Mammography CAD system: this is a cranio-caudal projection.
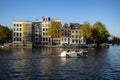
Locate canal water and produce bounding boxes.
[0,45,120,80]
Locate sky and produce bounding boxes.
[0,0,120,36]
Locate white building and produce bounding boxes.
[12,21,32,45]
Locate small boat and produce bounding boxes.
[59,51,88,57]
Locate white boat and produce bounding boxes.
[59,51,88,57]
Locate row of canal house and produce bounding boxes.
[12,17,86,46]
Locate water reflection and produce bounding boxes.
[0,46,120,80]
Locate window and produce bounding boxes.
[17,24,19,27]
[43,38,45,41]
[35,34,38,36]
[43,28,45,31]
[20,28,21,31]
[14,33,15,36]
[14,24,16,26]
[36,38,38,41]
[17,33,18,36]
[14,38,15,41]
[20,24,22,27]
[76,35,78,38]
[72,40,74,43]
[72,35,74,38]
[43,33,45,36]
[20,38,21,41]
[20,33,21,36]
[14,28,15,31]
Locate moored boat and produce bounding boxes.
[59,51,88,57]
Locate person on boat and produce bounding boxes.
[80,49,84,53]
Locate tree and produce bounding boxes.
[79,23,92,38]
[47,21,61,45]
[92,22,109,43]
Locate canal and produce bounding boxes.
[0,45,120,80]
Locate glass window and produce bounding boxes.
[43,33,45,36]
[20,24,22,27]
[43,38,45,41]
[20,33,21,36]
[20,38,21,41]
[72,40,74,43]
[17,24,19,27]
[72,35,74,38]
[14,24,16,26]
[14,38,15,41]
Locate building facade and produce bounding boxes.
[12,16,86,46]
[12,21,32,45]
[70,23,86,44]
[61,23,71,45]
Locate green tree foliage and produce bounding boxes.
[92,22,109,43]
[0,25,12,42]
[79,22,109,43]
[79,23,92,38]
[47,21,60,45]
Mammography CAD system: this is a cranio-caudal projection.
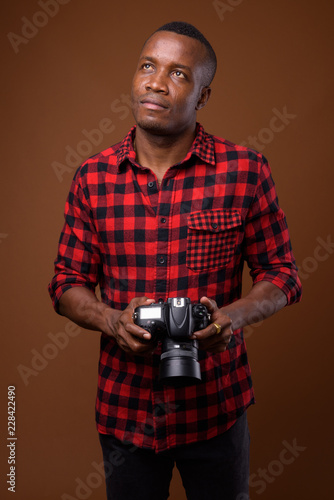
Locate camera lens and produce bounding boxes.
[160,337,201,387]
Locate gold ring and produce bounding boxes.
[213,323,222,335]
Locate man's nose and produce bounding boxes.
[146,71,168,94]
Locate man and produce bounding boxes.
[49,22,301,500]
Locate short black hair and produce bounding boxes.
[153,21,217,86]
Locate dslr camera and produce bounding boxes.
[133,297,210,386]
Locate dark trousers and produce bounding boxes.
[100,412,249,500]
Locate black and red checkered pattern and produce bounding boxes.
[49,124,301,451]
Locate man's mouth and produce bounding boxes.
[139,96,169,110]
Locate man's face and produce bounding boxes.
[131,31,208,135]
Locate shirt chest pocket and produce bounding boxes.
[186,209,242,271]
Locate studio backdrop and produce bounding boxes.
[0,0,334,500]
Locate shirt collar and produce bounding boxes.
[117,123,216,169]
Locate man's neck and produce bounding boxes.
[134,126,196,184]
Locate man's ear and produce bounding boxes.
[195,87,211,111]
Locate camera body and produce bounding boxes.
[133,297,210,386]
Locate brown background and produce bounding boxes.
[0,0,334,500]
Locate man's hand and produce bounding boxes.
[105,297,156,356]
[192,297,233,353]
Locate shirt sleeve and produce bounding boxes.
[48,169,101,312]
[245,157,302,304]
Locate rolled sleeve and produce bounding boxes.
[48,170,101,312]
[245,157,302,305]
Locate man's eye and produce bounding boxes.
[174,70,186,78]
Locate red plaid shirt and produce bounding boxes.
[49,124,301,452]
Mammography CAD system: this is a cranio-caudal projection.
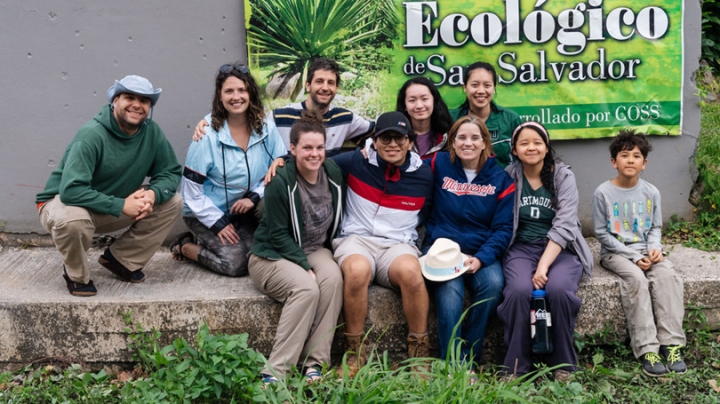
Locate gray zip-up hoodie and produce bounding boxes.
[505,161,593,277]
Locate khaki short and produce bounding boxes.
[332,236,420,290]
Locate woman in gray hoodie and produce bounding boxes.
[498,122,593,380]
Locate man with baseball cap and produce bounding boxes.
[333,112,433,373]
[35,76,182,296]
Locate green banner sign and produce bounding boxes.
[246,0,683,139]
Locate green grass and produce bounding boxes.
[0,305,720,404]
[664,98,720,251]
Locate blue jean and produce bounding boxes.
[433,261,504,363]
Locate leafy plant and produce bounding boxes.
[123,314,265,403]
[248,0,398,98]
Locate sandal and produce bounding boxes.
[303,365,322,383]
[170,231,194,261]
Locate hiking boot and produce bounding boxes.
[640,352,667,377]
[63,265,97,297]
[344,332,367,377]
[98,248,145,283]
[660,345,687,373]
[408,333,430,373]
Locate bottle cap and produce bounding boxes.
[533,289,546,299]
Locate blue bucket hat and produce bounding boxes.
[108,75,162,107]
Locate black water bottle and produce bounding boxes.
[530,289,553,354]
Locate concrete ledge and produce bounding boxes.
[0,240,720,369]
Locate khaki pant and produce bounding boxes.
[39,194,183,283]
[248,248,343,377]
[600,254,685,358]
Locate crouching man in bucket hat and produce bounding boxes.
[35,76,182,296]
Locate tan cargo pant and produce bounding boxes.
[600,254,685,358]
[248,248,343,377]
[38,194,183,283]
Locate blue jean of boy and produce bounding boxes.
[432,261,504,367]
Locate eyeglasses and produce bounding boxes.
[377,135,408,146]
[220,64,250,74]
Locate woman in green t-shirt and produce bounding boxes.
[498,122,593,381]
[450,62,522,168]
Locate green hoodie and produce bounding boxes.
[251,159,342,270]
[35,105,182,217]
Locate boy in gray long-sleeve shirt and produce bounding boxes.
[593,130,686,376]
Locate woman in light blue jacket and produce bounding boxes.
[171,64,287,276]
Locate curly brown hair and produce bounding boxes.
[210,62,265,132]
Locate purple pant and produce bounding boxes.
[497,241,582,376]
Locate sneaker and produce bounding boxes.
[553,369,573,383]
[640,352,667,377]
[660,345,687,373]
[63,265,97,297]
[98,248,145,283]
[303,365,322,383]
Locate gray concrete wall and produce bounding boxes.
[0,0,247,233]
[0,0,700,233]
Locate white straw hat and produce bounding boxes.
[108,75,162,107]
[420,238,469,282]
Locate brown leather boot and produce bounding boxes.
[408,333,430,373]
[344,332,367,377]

...

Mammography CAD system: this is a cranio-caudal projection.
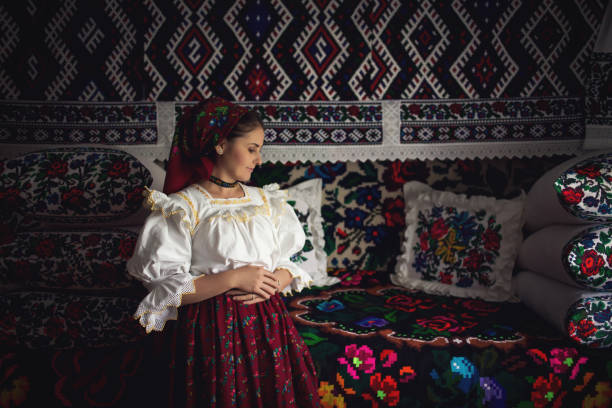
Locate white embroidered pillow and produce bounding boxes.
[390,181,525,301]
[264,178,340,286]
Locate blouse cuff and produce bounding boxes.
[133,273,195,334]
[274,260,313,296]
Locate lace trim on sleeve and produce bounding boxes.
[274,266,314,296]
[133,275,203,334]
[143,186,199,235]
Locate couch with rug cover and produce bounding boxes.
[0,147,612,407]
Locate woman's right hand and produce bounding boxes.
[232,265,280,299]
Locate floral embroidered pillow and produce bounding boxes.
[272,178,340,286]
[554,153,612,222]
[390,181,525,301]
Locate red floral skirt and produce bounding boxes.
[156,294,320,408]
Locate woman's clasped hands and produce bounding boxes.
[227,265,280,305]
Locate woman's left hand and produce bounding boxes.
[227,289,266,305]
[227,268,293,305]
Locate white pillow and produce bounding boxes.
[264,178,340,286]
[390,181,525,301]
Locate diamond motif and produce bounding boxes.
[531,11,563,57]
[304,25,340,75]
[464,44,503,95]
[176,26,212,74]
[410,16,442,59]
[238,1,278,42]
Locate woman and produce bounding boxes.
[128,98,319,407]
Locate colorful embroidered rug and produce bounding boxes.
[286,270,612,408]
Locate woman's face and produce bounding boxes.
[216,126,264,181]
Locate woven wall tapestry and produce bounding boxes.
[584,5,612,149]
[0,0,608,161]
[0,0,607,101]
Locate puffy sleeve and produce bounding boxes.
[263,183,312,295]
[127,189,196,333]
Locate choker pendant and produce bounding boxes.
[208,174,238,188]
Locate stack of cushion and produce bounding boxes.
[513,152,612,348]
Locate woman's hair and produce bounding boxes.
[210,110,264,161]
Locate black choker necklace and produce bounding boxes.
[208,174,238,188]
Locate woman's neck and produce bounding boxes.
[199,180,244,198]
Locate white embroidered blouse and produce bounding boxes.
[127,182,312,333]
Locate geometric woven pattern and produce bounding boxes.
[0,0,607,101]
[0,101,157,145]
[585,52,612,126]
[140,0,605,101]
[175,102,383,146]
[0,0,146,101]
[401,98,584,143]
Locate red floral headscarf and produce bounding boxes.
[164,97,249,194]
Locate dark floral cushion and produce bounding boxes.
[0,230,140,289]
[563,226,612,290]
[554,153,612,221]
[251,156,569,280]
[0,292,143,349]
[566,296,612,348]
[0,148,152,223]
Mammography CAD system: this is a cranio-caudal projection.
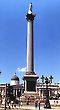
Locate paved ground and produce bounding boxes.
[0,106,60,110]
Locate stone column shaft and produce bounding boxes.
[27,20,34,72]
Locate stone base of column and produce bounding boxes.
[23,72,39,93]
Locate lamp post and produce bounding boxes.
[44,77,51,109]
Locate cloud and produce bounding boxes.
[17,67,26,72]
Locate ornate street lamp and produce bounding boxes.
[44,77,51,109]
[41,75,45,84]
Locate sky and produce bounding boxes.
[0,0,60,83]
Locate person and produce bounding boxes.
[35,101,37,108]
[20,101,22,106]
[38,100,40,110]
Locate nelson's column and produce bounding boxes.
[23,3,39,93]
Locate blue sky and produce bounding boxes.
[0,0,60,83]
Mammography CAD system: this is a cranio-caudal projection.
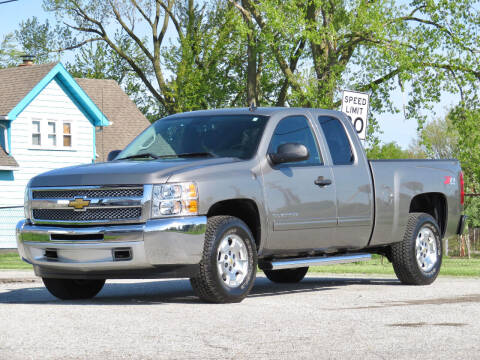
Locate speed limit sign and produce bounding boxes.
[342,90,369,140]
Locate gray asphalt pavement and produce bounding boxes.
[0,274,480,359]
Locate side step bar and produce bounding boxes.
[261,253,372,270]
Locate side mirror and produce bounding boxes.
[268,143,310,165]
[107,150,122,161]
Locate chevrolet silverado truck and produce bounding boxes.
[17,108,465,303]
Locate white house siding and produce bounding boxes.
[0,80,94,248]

--

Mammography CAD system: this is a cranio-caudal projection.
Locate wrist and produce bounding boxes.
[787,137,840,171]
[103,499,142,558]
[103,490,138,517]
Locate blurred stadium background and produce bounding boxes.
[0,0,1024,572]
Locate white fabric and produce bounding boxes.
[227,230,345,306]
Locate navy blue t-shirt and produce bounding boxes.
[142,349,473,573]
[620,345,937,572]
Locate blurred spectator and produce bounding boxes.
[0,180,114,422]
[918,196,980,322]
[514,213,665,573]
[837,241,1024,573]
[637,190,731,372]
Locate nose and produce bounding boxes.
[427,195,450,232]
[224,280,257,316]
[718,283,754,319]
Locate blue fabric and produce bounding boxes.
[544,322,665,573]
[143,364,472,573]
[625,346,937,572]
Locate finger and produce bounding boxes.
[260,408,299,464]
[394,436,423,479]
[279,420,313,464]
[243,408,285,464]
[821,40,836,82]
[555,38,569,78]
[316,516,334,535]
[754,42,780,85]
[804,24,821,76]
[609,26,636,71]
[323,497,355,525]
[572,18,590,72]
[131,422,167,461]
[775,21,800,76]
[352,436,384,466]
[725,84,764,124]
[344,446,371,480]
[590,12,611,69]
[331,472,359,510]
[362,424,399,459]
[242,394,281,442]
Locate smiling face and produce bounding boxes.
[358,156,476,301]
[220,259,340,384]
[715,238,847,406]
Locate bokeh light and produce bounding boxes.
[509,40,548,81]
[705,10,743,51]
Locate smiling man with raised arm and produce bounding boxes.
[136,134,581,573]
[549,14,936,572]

Problem requirements | Could you write out again the rows starting at the one containing "Locate side step" and ending at the one containing "[0,80,94,248]", requests included, with each bounding-box coordinate in the answers scaled by 0.3 and rounded to a whole number, halves rounding up?

Written reply |
Locate side step bar and produce bounding boxes.
[78,76,112,81]
Locate side mirror and produce bounding boxes.
[80,43,93,50]
[32,45,37,48]
Locate chevrolet silverado truck and produce bounding boxes.
[5,32,140,91]
Locate white house siding and produce bounding boxes.
[0,24,28,74]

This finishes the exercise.